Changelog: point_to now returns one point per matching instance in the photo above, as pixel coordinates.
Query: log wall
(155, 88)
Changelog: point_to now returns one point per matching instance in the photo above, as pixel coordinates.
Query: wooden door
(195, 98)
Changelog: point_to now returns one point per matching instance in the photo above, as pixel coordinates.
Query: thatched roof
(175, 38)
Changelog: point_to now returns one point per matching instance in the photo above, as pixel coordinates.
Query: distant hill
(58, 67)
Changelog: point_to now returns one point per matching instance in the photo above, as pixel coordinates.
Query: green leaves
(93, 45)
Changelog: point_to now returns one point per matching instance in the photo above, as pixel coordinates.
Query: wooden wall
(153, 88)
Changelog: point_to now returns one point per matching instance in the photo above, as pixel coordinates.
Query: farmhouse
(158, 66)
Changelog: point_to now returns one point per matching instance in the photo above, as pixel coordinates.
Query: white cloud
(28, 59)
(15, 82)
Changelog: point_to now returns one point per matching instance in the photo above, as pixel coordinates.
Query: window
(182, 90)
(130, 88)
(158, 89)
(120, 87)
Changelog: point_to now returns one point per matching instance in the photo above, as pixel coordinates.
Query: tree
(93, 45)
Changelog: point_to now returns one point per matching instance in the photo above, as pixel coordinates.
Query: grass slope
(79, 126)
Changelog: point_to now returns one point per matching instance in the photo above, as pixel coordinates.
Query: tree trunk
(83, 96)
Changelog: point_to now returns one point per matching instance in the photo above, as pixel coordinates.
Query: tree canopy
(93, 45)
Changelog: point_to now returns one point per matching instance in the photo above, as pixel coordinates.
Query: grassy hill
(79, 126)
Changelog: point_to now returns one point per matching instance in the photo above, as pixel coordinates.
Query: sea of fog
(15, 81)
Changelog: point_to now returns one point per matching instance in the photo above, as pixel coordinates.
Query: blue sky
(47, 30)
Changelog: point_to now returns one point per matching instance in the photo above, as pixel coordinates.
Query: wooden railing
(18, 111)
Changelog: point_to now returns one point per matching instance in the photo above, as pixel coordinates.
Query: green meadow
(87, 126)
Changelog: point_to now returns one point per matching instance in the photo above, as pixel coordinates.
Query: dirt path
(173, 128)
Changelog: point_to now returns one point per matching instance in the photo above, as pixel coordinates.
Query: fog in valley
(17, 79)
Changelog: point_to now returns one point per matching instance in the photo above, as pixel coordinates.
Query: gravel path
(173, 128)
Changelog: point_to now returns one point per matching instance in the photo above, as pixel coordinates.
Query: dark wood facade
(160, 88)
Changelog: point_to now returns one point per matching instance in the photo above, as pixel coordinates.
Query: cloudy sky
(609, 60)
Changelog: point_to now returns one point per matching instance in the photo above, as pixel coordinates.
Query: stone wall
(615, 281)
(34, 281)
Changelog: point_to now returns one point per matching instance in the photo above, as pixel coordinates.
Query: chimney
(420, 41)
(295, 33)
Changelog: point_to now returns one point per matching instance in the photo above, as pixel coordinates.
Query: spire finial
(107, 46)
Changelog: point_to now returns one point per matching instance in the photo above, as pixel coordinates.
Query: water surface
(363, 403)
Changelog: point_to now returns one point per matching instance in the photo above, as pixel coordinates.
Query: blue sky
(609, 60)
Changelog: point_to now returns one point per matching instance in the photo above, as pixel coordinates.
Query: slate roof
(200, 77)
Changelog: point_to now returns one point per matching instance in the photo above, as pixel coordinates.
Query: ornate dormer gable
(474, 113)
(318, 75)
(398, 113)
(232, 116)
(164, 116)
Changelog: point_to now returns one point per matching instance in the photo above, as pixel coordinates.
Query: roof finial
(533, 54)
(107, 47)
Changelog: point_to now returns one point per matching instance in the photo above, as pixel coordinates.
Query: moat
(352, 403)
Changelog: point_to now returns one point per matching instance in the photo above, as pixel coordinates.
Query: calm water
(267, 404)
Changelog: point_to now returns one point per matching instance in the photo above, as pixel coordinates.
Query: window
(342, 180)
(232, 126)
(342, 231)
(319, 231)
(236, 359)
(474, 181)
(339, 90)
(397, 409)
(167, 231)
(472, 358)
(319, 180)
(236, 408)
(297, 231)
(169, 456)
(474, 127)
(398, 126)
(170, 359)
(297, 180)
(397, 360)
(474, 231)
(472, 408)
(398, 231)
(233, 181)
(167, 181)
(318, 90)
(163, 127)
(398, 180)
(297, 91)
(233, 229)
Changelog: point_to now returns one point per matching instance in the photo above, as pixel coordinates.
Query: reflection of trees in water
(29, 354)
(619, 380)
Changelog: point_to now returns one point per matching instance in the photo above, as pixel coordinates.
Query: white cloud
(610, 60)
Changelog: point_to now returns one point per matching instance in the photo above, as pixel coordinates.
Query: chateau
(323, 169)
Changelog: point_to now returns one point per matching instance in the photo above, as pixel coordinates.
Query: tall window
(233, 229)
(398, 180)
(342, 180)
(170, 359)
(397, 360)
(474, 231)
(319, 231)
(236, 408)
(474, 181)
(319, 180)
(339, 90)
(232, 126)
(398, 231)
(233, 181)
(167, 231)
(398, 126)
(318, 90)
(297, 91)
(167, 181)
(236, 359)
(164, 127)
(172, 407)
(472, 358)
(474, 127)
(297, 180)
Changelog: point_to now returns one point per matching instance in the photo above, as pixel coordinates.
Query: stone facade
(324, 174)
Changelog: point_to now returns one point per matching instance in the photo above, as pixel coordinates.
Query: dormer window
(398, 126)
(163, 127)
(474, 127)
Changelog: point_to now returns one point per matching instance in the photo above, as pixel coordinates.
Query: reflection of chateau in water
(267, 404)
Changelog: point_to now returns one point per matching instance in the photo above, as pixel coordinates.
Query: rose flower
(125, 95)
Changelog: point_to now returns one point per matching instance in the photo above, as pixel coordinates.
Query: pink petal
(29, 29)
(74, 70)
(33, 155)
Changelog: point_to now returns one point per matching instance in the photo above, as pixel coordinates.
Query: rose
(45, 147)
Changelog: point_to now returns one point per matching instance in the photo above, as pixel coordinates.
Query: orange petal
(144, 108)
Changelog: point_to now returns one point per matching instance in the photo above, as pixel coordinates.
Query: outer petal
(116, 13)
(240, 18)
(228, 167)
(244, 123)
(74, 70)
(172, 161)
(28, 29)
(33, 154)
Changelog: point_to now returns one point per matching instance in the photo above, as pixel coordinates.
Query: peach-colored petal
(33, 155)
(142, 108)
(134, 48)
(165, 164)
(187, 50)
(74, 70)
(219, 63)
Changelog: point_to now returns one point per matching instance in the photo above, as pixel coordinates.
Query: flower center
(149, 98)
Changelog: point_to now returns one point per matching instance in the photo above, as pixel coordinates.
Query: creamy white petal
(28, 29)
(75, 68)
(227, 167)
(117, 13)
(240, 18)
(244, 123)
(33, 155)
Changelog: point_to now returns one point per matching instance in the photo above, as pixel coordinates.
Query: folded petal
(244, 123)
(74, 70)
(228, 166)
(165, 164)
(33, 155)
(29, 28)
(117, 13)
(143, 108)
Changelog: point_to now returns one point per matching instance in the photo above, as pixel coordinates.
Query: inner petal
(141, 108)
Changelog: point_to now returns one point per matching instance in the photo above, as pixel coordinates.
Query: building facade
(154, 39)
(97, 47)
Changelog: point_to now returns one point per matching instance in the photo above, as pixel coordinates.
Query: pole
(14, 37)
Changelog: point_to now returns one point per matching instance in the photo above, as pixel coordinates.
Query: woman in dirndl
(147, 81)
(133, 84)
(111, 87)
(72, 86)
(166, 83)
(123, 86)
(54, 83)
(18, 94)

### Exercise brief
The full listing above should be repeated without omission.

### Reply
Changelog: point_to now returns one point per matching instance in the photo above, as pixel coordinates.
Query: log wall
(155, 88)
Changelog: point_to now returns one point per matching instance in the photo above, as pixel coordinates.
Query: wooden door
(195, 98)
Changelog: point_to now returns one point per matching instance in the photo above, as pixel coordinates.
Query: thatched roof
(175, 38)
Changelog: point_to now returns one point per matching instance in the photo above, as pixel coordinates.
Query: distant hill
(58, 67)
Changelog: point_to now returns one point per matching instance in the photo above, as pixel coordinates.
Query: green leaves
(93, 45)
Changelog: point_to now returns one point per matching instance in the photo above, as pixel coordinates.
Query: wooden wall
(153, 88)
Changelog: point_to now returns one point per matching instance in the photo above, as pixel coordinates.
Query: farmhouse
(158, 66)
Changelog: point_to now returns one point per matching instance in the photo above, as pixel coordinates.
Query: white cloud
(28, 59)
(15, 82)
Changelog: point_to now returns one point per matching instance in the photo above, as pixel coordinates.
Query: window
(182, 90)
(130, 88)
(158, 89)
(120, 87)
Changelog: point_to now returns one point per matching instance in the photo above, as pixel coordinates.
Query: tree
(93, 45)
Changelog: point_to now returns one point per matching instance in the photo above, as pixel coordinates.
Query: grass slope
(79, 126)
Changelog: point_to now returns one point per matching instance in the photo above, as pixel coordinates.
Query: tree trunk
(83, 96)
Changelog: point_to now returns one point per matching instance in the photo above, as pixel coordinates.
Query: tree canopy
(93, 45)
Changelog: point_to now returns one point per matching instance in the photo above, as pixel coordinates.
Query: grassy hill
(79, 126)
Changelog: point_to now returns one point per matching instance in the photo above, as pixel coordinates.
Query: sea of fog
(15, 81)
Changelog: point_to now returns one point per matching instance in the photo above, as pixel coordinates.
Query: blue sky
(47, 30)
Changelog: point_to now returns one point per matching instance in the photo above, as pixel coordinates.
Query: wooden railing
(18, 111)
Changelog: point_to now returns one point per matching instance in the photo above, as pixel coordinates.
Query: green meadow
(87, 126)
Changelog: point_to now returns one point per matching instance in the photo above, as pixel coordinates.
Query: dirt path
(173, 128)
Changelog: point_to now returns one point per matching instance in the photo above, as pixel coordinates.
Query: fog in valley
(17, 79)
Changelog: point_to now returns one point per matching instance in the photo above, as pixel coordinates.
Query: gravel path
(173, 128)
Changelog: point_to now returns one point per matching instance in the photo above, as pixel coordinates.
Query: dark wood facade
(160, 88)
Changelog: point_to now returns one point per matching instance in the photo above, as pixel coordinates.
Query: cloudy sky
(609, 60)
Changelog: point_to now returns one point per matching instance in the photo above, as pixel coordinates.
Query: stone wall
(615, 281)
(34, 281)
Changelog: point_to now returns one point per matching instance in the photo above, as pixel coordinates.
Query: chimney
(420, 41)
(295, 33)
Changelog: point_to now returns one point per matching instance in the photo above, as pixel coordinates.
Query: spire finial
(107, 46)
Changelog: point_to now returns one point per matching instance in the photo above, as pixel coordinates.
Query: water surface
(363, 403)
Changelog: point_to now returns one point per matching instance in the photo above, as pixel coordinates.
Query: blue sky
(609, 60)
Changelog: point_to now returns one point per matching instance in the photo above, as pixel coordinates.
Query: slate roof
(200, 77)
Changelog: point_to now returns one point per matching instance in the photo above, as pixel coordinates.
Query: ornate dormer gable
(474, 113)
(318, 75)
(398, 113)
(232, 116)
(164, 116)
Changelog: point_to now returns one point per matching instance in the photo above, as pixel coordinates.
Query: roof finial
(533, 54)
(107, 47)
Changelog: point_to now returns one point per matching instance in the photo above, as pixel coordinates.
Query: moat
(352, 403)
Changelog: point_to now returns one point per matching instance in the photo above, as pixel coordinates.
Query: calm water
(267, 404)
Changelog: point_to now returns one point per matching instance in the photo above, as pixel coordinates.
Query: window
(342, 180)
(232, 126)
(342, 231)
(319, 231)
(236, 359)
(474, 181)
(339, 90)
(397, 409)
(167, 231)
(472, 358)
(319, 180)
(236, 408)
(297, 231)
(169, 456)
(474, 127)
(398, 126)
(170, 359)
(297, 180)
(397, 360)
(474, 231)
(472, 408)
(398, 231)
(233, 181)
(167, 181)
(318, 90)
(163, 127)
(398, 180)
(297, 91)
(233, 229)
Changelog: point_to now returns one point per matching instance in the photo above, as pixel coordinates.
Query: reflection of trees in water
(29, 354)
(619, 380)
Changelog: point_to now returns one point per matching instance in the photo above, as pixel coordinates.
Query: white cloud
(610, 60)
Changelog: point_to now returns one point per matching instance in the photo above, as pixel coordinates.
Query: chateau
(323, 169)
Changelog: point_to now returns one point per matching instance in the photo above, as pixel coordinates.
Query: tall window
(233, 229)
(398, 180)
(342, 180)
(170, 359)
(397, 360)
(474, 231)
(319, 231)
(236, 408)
(474, 181)
(319, 180)
(339, 90)
(232, 126)
(398, 231)
(233, 181)
(167, 231)
(398, 126)
(318, 90)
(297, 91)
(167, 181)
(236, 359)
(164, 127)
(172, 407)
(472, 358)
(474, 127)
(297, 180)
Changelog: point_to now returns one point per matching instance in the photo above, as pixel coordinates.
Query: stone facade
(324, 174)
Changelog: point_to now returns one point per matching instance in the photo above, as pixel coordinates.
Query: dormer window
(398, 126)
(163, 127)
(474, 127)
Changelog: point_to now returns one point per matching instance in the photo above, as pixel coordinates.
Query: reflection of chateau in water
(267, 404)
Changelog: point_to now returns one point per matching instance in the photo above, as pixel coordinates.
Query: rose flower
(125, 95)
Changelog: point_to now returns one point per matching instance in the photo above, as pixel coordinates.
Query: pink petal
(29, 29)
(74, 70)
(33, 155)
Changelog: point_to now returns one point per matching instance in the photo above, as pixel coordinates.
Query: rose
(45, 147)
Changelog: point_to now returns one point per matching instance in the photo above, as pixel coordinates.
Query: orange petal
(144, 108)
Changelog: point_to now returns one point per matching instance in the photo above, as pixel coordinates.
Query: outer petal
(116, 13)
(240, 18)
(228, 167)
(244, 123)
(74, 70)
(172, 161)
(28, 29)
(33, 154)
Changelog: point_to now returns one point per matching instance in the photo above, as pixel coordinates.
Query: peach-colored petal
(33, 155)
(142, 108)
(134, 48)
(165, 164)
(187, 50)
(74, 70)
(219, 63)
Changelog: point_to now returns one point per matching instance in the photo above, as pixel coordinates.
Query: flower center
(149, 98)
Changelog: point_to now returns one point per matching instance in the photo above, as pixel coordinates.
Query: creamy white petal
(28, 29)
(75, 68)
(227, 167)
(117, 13)
(240, 18)
(244, 123)
(33, 155)
Changelog: point_to now returns one point per matching instance in the photo above, as pixel coordinates.
Query: folded petal
(244, 123)
(74, 70)
(228, 166)
(165, 164)
(33, 155)
(29, 28)
(117, 13)
(143, 108)
Changelog: point_to now returns one point per matching instance in the photo above, as pixel coordinates.
Query: inner petal
(141, 108)
Changelog: point_to now returns one point per matching instance in the photo above, as pixel coordinates.
Query: building facade
(154, 39)
(97, 47)
Changelog: point_to now returns one point per matching instance in the photo above, as pixel coordinates.
Query: pole
(14, 37)
Changelog: point_to now returns one point per matching instance in the photo above, as pixel coordinates.
Query: woman in dirndl
(147, 81)
(133, 84)
(111, 87)
(72, 86)
(166, 83)
(123, 86)
(54, 83)
(18, 94)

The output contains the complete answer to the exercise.